**What the exercise asks:** Determine how many lines in the records hold "green", and give that number with nothing added.

**Excerpted data:**
____________________
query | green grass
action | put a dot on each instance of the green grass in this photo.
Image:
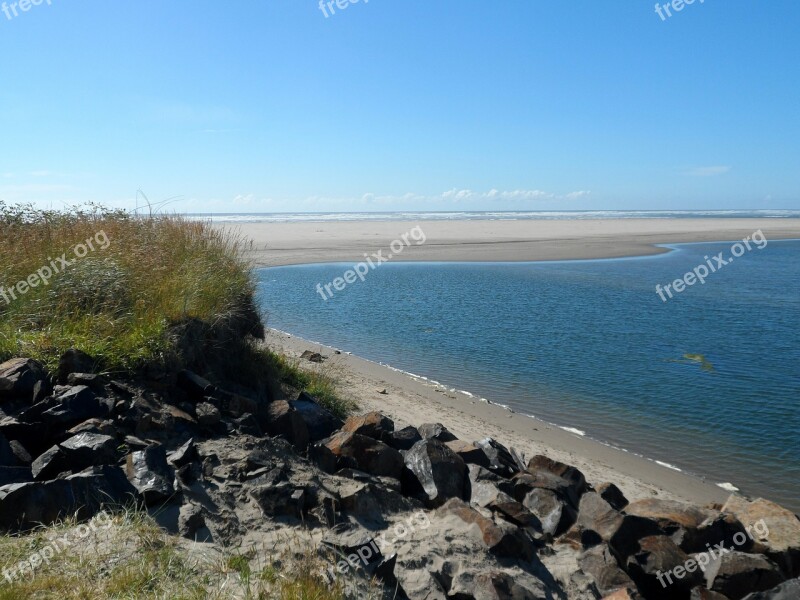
(120, 302)
(133, 559)
(320, 382)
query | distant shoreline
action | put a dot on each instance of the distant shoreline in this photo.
(410, 400)
(526, 240)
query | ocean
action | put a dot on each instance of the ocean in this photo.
(707, 382)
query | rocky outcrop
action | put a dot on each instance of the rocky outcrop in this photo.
(439, 517)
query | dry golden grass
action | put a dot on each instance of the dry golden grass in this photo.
(117, 303)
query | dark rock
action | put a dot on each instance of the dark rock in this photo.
(195, 386)
(9, 475)
(28, 505)
(374, 425)
(435, 431)
(661, 569)
(311, 356)
(470, 453)
(285, 421)
(602, 566)
(370, 455)
(18, 378)
(776, 530)
(183, 455)
(736, 574)
(403, 439)
(91, 380)
(502, 541)
(483, 486)
(280, 500)
(434, 473)
(74, 406)
(190, 520)
(150, 474)
(501, 461)
(208, 415)
(74, 361)
(613, 495)
(321, 422)
(555, 515)
(789, 590)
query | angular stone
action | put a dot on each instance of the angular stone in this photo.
(470, 453)
(555, 515)
(404, 439)
(602, 566)
(435, 431)
(483, 486)
(788, 590)
(736, 574)
(150, 474)
(504, 541)
(776, 530)
(208, 415)
(374, 425)
(321, 422)
(285, 421)
(27, 505)
(613, 495)
(18, 378)
(656, 560)
(501, 461)
(434, 473)
(371, 455)
(74, 361)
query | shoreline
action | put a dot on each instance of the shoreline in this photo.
(296, 243)
(413, 400)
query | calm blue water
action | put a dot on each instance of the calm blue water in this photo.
(590, 345)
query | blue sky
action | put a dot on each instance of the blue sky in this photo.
(401, 105)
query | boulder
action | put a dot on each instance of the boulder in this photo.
(555, 515)
(788, 590)
(285, 421)
(435, 431)
(18, 378)
(434, 473)
(470, 453)
(483, 486)
(661, 569)
(280, 500)
(321, 422)
(370, 455)
(208, 415)
(776, 531)
(613, 495)
(28, 505)
(74, 361)
(73, 406)
(674, 518)
(602, 566)
(597, 520)
(374, 425)
(501, 461)
(150, 474)
(736, 574)
(403, 439)
(503, 540)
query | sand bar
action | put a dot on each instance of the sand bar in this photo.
(275, 244)
(410, 401)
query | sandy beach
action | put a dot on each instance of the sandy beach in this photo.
(413, 401)
(275, 244)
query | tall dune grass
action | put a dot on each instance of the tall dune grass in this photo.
(117, 304)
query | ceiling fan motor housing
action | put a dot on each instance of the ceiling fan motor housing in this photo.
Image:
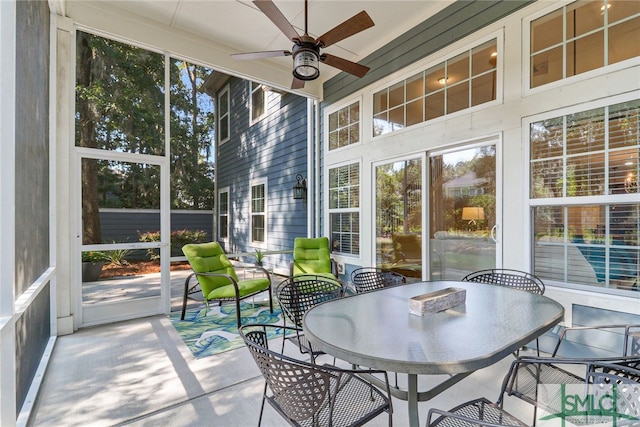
____________________
**Task result:** 2